## Instructions for the task:
Would you please set down the lines of the data from the one containing "Note to the class: point out the house" to the final line, exactly and only those?

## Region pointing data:

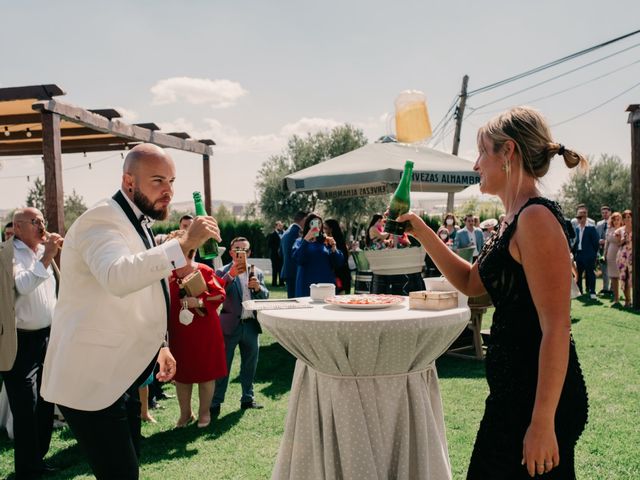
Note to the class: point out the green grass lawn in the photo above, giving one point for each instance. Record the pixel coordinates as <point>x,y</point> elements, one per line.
<point>244,444</point>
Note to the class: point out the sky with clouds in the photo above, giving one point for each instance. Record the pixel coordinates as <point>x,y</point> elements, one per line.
<point>250,74</point>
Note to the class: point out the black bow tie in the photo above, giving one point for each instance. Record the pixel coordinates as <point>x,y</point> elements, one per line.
<point>146,221</point>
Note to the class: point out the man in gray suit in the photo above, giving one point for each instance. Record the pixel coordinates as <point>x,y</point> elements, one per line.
<point>470,236</point>
<point>28,283</point>
<point>239,326</point>
<point>289,265</point>
<point>601,228</point>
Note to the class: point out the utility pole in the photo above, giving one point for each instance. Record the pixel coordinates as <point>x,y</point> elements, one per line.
<point>456,137</point>
<point>634,120</point>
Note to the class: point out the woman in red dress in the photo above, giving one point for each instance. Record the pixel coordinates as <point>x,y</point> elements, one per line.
<point>196,340</point>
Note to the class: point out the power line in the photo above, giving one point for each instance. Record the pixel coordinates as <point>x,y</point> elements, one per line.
<point>84,165</point>
<point>549,65</point>
<point>596,107</point>
<point>568,89</point>
<point>555,77</point>
<point>449,110</point>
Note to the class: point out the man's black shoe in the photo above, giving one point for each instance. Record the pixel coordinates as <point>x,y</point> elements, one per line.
<point>251,404</point>
<point>47,469</point>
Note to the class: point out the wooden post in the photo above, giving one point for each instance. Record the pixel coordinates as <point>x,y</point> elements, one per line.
<point>206,174</point>
<point>52,157</point>
<point>634,120</point>
<point>456,136</point>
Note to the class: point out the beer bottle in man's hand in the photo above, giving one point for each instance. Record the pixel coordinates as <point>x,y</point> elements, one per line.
<point>400,202</point>
<point>208,249</point>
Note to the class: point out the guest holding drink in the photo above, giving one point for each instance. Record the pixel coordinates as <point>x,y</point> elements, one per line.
<point>611,247</point>
<point>377,238</point>
<point>195,337</point>
<point>537,403</point>
<point>451,224</point>
<point>317,256</point>
<point>343,274</point>
<point>624,257</point>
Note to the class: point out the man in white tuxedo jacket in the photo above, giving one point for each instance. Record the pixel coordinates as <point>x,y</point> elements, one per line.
<point>111,317</point>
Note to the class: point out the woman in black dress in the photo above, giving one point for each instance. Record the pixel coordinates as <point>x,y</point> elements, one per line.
<point>537,403</point>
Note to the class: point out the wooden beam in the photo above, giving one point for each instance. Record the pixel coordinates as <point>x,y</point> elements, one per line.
<point>206,176</point>
<point>86,149</point>
<point>106,112</point>
<point>634,120</point>
<point>70,143</point>
<point>184,135</point>
<point>20,119</point>
<point>52,155</point>
<point>120,129</point>
<point>148,126</point>
<point>65,132</point>
<point>39,92</point>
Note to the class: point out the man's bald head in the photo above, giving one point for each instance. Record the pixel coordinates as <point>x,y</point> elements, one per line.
<point>22,214</point>
<point>143,153</point>
<point>147,179</point>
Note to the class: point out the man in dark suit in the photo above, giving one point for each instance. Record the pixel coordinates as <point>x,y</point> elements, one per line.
<point>273,244</point>
<point>239,326</point>
<point>289,266</point>
<point>585,251</point>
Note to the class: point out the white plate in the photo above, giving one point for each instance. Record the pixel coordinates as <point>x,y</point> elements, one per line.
<point>384,301</point>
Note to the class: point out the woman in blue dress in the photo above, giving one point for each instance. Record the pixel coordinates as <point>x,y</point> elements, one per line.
<point>317,256</point>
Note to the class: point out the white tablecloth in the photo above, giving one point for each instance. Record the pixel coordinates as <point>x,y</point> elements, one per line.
<point>365,402</point>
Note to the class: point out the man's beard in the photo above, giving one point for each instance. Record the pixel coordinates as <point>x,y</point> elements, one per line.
<point>146,207</point>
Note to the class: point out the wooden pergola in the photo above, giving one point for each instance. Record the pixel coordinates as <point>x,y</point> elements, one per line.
<point>33,122</point>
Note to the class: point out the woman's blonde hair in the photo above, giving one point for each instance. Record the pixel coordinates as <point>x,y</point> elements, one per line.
<point>528,130</point>
<point>614,216</point>
<point>179,234</point>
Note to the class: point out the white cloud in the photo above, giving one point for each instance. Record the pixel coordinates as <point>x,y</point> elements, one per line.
<point>197,91</point>
<point>308,125</point>
<point>128,116</point>
<point>229,139</point>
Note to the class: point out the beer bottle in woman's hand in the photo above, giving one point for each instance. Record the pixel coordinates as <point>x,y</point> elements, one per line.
<point>400,202</point>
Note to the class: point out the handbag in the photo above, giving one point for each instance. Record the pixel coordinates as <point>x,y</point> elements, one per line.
<point>194,284</point>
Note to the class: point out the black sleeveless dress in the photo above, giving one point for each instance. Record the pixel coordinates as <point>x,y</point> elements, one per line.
<point>512,370</point>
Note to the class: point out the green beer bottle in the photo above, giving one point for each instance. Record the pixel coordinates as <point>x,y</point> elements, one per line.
<point>400,202</point>
<point>208,249</point>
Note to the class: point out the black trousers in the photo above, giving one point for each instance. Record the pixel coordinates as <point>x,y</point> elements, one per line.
<point>397,284</point>
<point>586,266</point>
<point>110,438</point>
<point>276,266</point>
<point>32,415</point>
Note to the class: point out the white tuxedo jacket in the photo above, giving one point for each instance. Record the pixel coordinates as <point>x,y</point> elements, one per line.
<point>110,319</point>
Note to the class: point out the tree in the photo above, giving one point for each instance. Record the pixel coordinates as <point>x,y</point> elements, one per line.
<point>607,182</point>
<point>35,195</point>
<point>223,214</point>
<point>301,152</point>
<point>74,205</point>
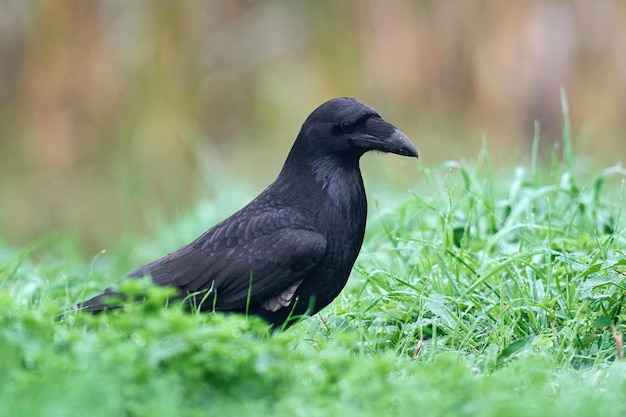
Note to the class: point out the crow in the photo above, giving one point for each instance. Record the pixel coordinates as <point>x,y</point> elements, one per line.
<point>289,252</point>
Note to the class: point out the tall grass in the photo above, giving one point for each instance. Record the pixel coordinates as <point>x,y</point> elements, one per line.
<point>482,293</point>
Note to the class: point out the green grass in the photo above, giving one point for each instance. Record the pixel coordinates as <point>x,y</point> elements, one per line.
<point>482,294</point>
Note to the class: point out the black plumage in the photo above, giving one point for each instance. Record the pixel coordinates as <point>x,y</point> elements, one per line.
<point>289,252</point>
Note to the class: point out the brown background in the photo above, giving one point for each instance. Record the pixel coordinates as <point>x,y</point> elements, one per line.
<point>111,109</point>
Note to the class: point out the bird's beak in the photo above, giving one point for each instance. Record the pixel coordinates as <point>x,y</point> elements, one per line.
<point>396,143</point>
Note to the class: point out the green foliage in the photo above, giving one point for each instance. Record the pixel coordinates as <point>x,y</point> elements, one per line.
<point>478,296</point>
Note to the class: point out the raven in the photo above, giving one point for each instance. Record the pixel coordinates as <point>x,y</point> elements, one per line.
<point>289,252</point>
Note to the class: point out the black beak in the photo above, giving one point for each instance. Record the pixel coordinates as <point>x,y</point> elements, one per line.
<point>396,143</point>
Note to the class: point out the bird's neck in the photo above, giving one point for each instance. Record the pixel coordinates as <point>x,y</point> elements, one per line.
<point>336,180</point>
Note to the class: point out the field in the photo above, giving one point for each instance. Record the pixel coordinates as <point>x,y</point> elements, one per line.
<point>480,293</point>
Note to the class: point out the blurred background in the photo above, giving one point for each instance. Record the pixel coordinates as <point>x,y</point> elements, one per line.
<point>112,110</point>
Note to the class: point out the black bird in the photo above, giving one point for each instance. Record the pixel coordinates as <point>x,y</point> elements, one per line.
<point>289,252</point>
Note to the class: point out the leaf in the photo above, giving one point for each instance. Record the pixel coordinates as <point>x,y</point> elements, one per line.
<point>514,348</point>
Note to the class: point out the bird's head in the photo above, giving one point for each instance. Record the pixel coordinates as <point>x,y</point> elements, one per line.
<point>345,127</point>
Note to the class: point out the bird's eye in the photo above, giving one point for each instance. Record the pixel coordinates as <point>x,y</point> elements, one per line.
<point>347,127</point>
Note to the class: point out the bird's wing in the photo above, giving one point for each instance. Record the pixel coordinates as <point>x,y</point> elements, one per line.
<point>258,255</point>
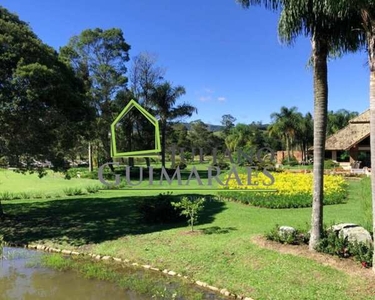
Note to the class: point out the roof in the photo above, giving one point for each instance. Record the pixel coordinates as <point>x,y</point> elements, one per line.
<point>362,118</point>
<point>347,137</point>
<point>357,130</point>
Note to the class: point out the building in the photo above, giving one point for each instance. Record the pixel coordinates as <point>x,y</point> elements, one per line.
<point>351,145</point>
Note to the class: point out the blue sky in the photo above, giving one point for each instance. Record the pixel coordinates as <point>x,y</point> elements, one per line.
<point>229,59</point>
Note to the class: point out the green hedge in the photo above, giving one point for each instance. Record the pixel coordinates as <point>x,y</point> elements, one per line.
<point>274,200</point>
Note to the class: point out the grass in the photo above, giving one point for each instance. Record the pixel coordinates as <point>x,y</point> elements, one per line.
<point>52,183</point>
<point>223,255</point>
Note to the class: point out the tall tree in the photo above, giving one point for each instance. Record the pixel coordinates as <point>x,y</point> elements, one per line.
<point>285,125</point>
<point>164,101</point>
<point>100,57</point>
<point>363,12</point>
<point>144,75</point>
<point>305,135</point>
<point>338,120</point>
<point>228,122</point>
<point>42,102</point>
<point>329,32</point>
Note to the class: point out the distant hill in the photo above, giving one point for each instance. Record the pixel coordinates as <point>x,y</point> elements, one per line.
<point>215,128</point>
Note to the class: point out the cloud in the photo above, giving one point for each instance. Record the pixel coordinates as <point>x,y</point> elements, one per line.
<point>205,98</point>
<point>208,95</point>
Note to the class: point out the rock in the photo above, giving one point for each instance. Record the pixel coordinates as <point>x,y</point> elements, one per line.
<point>357,234</point>
<point>155,269</point>
<point>353,232</point>
<point>200,283</point>
<point>339,227</point>
<point>286,230</point>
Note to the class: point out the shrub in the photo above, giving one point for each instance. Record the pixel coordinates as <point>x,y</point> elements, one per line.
<point>73,191</point>
<point>92,189</point>
<point>159,209</point>
<point>38,195</point>
<point>190,208</point>
<point>7,196</point>
<point>180,164</point>
<point>330,164</point>
<point>291,161</point>
<point>362,253</point>
<point>289,190</point>
<point>335,244</point>
<point>366,203</point>
<point>297,237</point>
<point>25,195</point>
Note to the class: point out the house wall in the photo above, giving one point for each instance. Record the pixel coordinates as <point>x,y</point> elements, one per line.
<point>281,155</point>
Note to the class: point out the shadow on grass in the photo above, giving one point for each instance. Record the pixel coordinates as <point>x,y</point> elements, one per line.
<point>80,221</point>
<point>217,230</point>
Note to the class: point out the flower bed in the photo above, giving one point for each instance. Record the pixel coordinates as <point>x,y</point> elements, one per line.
<point>289,190</point>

## Reply to the exercise:
Note to the class: point out the house wall in the photo above, giving one point for each instance. Record the pixel coordinates as <point>x,y</point> elements, one per line.
<point>281,155</point>
Note to the class: point out the shadow on grass in the photo above, giving one point for each instance. Record the pixel coordinates as <point>x,y</point> elements, one per line.
<point>80,221</point>
<point>217,230</point>
Note to the class: point out the flower bed in the photo above, giving one point for each instance. Record the pixel coordinates as <point>x,y</point> elements, one per line.
<point>289,190</point>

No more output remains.